- [EXERCISE DETAILS] Would you reproduce all of the entries exactly?

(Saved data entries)
☆ ☆ ☆
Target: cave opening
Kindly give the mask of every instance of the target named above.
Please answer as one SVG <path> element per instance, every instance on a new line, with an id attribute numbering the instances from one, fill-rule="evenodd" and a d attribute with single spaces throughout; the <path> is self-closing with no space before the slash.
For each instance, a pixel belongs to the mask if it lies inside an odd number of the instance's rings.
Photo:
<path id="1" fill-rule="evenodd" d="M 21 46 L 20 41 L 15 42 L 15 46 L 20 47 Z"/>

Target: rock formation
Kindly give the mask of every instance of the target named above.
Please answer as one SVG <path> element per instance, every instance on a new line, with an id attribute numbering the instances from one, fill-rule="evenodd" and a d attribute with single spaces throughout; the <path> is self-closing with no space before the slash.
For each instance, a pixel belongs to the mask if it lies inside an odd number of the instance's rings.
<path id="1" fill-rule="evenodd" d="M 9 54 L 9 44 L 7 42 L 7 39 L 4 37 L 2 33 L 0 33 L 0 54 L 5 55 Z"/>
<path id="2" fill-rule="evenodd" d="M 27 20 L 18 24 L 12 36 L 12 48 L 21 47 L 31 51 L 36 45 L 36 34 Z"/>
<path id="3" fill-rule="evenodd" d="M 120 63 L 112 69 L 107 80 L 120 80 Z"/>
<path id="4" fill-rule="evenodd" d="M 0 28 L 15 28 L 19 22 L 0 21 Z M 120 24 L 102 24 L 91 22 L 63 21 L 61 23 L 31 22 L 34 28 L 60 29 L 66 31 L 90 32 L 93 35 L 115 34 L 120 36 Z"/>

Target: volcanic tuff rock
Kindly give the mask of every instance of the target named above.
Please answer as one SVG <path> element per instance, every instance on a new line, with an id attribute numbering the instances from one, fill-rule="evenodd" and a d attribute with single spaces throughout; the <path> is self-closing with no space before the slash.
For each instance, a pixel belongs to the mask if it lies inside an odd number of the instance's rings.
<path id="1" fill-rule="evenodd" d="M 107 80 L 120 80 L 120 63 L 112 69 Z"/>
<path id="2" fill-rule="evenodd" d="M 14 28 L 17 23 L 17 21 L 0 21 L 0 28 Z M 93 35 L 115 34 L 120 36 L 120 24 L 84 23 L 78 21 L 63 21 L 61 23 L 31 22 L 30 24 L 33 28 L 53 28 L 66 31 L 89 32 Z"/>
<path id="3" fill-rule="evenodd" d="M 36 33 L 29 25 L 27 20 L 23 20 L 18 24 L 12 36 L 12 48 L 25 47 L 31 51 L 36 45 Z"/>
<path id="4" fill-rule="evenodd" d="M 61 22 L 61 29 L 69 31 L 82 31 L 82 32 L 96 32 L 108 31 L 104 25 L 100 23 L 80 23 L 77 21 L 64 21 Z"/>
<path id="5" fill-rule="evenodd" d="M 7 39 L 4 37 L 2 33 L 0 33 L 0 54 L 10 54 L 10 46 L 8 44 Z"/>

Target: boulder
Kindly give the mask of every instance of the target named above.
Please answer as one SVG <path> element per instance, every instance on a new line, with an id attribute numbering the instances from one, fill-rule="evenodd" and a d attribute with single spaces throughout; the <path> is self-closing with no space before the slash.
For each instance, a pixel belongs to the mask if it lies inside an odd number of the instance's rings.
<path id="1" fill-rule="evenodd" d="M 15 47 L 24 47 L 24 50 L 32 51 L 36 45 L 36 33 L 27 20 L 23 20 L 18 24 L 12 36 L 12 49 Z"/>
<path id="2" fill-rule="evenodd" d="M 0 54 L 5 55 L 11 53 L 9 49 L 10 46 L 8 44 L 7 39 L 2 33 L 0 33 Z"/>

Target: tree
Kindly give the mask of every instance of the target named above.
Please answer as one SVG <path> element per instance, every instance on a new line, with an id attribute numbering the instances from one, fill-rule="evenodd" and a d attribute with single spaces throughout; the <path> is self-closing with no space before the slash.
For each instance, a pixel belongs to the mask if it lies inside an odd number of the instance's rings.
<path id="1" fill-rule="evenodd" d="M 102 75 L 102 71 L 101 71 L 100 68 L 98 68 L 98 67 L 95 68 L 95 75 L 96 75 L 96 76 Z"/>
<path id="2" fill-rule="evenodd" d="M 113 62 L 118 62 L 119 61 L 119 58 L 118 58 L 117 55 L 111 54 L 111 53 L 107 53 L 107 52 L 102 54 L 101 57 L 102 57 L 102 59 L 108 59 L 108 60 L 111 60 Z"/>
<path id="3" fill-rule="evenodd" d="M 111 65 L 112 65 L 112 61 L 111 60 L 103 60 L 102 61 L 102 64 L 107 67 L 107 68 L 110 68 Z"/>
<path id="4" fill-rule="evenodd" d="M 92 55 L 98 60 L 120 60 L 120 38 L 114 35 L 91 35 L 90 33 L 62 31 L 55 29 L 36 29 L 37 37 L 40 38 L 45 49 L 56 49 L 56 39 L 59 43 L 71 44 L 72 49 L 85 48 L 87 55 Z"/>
☆ ☆ ☆
- [EXERCISE SOLUTION]
Target: cave opening
Kindly give the mask of every instance of the target named above.
Please answer as one SVG <path> element per instance, every instance on a new line, with an id attribute numbering the instances from one, fill-rule="evenodd" and a d attribute with single spaces throughout; the <path> is self-closing with no space before the slash.
For each instance, a pixel belongs to the mask if it lies inside an odd number of the instance's rings.
Photo:
<path id="1" fill-rule="evenodd" d="M 21 46 L 20 41 L 15 42 L 15 46 L 20 47 Z"/>

Target: rock formation
Kindly give the mask of every instance of the target named above.
Please answer as one SVG <path> element per instance, every instance on a new line, with an id attribute numbering the instances from one, fill-rule="evenodd" and a d attribute with single spaces throughout; the <path> is self-closing with no space before the slash.
For each instance, a pixel belongs to the mask if it lies inside an odd number of the instance's rings.
<path id="1" fill-rule="evenodd" d="M 9 54 L 9 44 L 7 42 L 7 39 L 4 37 L 2 33 L 0 33 L 0 54 L 5 55 Z"/>
<path id="2" fill-rule="evenodd" d="M 27 20 L 18 24 L 12 36 L 12 48 L 21 47 L 31 51 L 36 45 L 36 34 Z"/>
<path id="3" fill-rule="evenodd" d="M 120 63 L 112 69 L 107 80 L 120 80 Z"/>
<path id="4" fill-rule="evenodd" d="M 0 28 L 15 28 L 19 22 L 0 21 Z M 120 24 L 102 24 L 91 22 L 63 21 L 61 23 L 31 22 L 34 28 L 60 29 L 66 31 L 90 32 L 93 35 L 115 34 L 120 36 Z"/>

Target: volcanic tuff rock
Kindly give the mask of every instance of the target named above.
Please answer as one SVG <path> element per instance, every instance on a new line, with an id attribute numbering the instances from one, fill-rule="evenodd" and a d attribute with single spaces throughout; the <path> is self-closing with no space before the slash.
For each instance, a pixel belongs to the mask if it lies inside an odd number of the instance's rings.
<path id="1" fill-rule="evenodd" d="M 107 80 L 120 80 L 120 63 L 112 69 Z"/>
<path id="2" fill-rule="evenodd" d="M 14 28 L 17 23 L 17 21 L 0 21 L 0 28 Z M 93 35 L 115 34 L 120 36 L 120 24 L 84 23 L 78 21 L 63 21 L 61 23 L 31 22 L 30 24 L 33 28 L 53 28 L 66 31 L 89 32 Z"/>
<path id="3" fill-rule="evenodd" d="M 36 33 L 29 25 L 27 20 L 23 20 L 18 24 L 12 36 L 12 48 L 25 47 L 31 51 L 36 45 Z"/>
<path id="4" fill-rule="evenodd" d="M 61 22 L 61 29 L 69 31 L 82 31 L 82 32 L 96 32 L 108 31 L 104 25 L 100 23 L 80 23 L 77 21 L 64 21 Z"/>
<path id="5" fill-rule="evenodd" d="M 7 39 L 4 37 L 2 33 L 0 33 L 0 54 L 10 54 L 10 46 L 8 44 Z"/>

Target: boulder
Kindly give the mask of every instance of the target named above.
Please answer as one SVG <path> element per instance, every instance on a new line, with an id attribute numbering the instances from one, fill-rule="evenodd" and a d attribute with single spaces throughout; the <path> is self-closing with no space before the slash.
For each instance, a pixel belongs to the mask if it lies inside an odd number of the instance's rings.
<path id="1" fill-rule="evenodd" d="M 15 47 L 24 47 L 24 50 L 32 51 L 36 45 L 36 33 L 27 20 L 23 20 L 18 24 L 12 36 L 12 49 Z"/>
<path id="2" fill-rule="evenodd" d="M 0 54 L 5 55 L 11 53 L 9 49 L 10 46 L 8 44 L 7 39 L 2 33 L 0 33 Z"/>

Target: tree
Kindly give the mask of every instance of the target named above.
Please answer as one SVG <path> element per instance, every instance on a new line, with an id attribute numbering the instances from one, fill-rule="evenodd" and a d attribute with single spaces throughout; the <path> is self-closing with no space before the slash.
For each instance, a pixel belongs to the mask if it lies inside an odd number of the instance's rings.
<path id="1" fill-rule="evenodd" d="M 102 75 L 102 71 L 101 71 L 100 68 L 98 68 L 98 67 L 95 68 L 95 75 L 96 75 L 96 76 Z"/>
<path id="2" fill-rule="evenodd" d="M 113 62 L 118 62 L 119 61 L 119 58 L 118 58 L 117 55 L 111 54 L 111 53 L 107 53 L 107 52 L 102 54 L 101 57 L 102 57 L 102 59 L 108 59 L 108 60 L 111 60 Z"/>
<path id="3" fill-rule="evenodd" d="M 111 65 L 112 65 L 112 61 L 111 60 L 103 60 L 102 61 L 102 64 L 107 67 L 107 68 L 110 68 Z"/>
<path id="4" fill-rule="evenodd" d="M 92 55 L 98 60 L 120 60 L 120 38 L 114 35 L 91 35 L 90 33 L 62 31 L 55 29 L 36 29 L 37 37 L 40 38 L 45 49 L 56 49 L 56 39 L 59 43 L 71 44 L 72 49 L 85 48 L 87 55 Z"/>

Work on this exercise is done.